• _Written problem_: Reproduce the rows below, starting at the line that has "Indicate the green grass" and stopping after the line that has "pixel 293 86", with both of those lines included. Leave out the pictures.

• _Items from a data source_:

-- BEGIN --

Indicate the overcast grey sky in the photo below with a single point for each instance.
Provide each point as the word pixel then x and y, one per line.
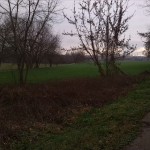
pixel 139 23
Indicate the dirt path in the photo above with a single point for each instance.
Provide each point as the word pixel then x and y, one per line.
pixel 143 141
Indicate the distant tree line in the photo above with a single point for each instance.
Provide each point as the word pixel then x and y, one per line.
pixel 26 32
pixel 100 26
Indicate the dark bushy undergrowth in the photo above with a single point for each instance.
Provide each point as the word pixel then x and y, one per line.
pixel 37 105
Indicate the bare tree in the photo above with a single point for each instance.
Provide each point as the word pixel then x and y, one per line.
pixel 100 27
pixel 146 35
pixel 22 16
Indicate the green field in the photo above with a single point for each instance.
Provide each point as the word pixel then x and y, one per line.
pixel 8 72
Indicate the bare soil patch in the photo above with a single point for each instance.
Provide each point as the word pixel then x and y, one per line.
pixel 35 106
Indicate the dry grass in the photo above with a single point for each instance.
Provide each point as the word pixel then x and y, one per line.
pixel 38 105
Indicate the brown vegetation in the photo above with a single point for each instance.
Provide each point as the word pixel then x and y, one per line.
pixel 34 106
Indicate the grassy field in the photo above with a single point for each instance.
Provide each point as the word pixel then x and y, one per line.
pixel 8 74
pixel 84 114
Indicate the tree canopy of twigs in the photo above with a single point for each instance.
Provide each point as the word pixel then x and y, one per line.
pixel 146 35
pixel 100 27
pixel 25 20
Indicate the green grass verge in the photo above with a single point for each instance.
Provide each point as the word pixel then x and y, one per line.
pixel 60 72
pixel 108 128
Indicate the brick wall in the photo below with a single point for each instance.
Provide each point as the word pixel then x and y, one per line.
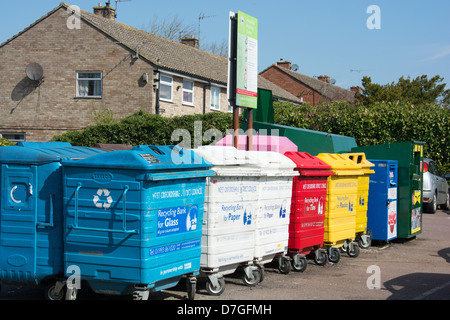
pixel 52 108
pixel 177 107
pixel 293 86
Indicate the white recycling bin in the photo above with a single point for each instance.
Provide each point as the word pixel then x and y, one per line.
pixel 275 193
pixel 231 207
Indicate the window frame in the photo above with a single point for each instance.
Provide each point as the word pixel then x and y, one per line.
pixel 188 91
pixel 100 78
pixel 162 82
pixel 23 136
pixel 212 107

-- END --

• _Answer to this exercise_:
Indicate the green grass verge in the photo above with a single point for each instance.
Provide each point as the word pixel then x and y, one per line.
pixel 60 72
pixel 108 128
Indicate the brick wall in the photo below with a single point for each instance.
Provide each point as the word pixel then x and y, one per line.
pixel 52 108
pixel 177 107
pixel 293 86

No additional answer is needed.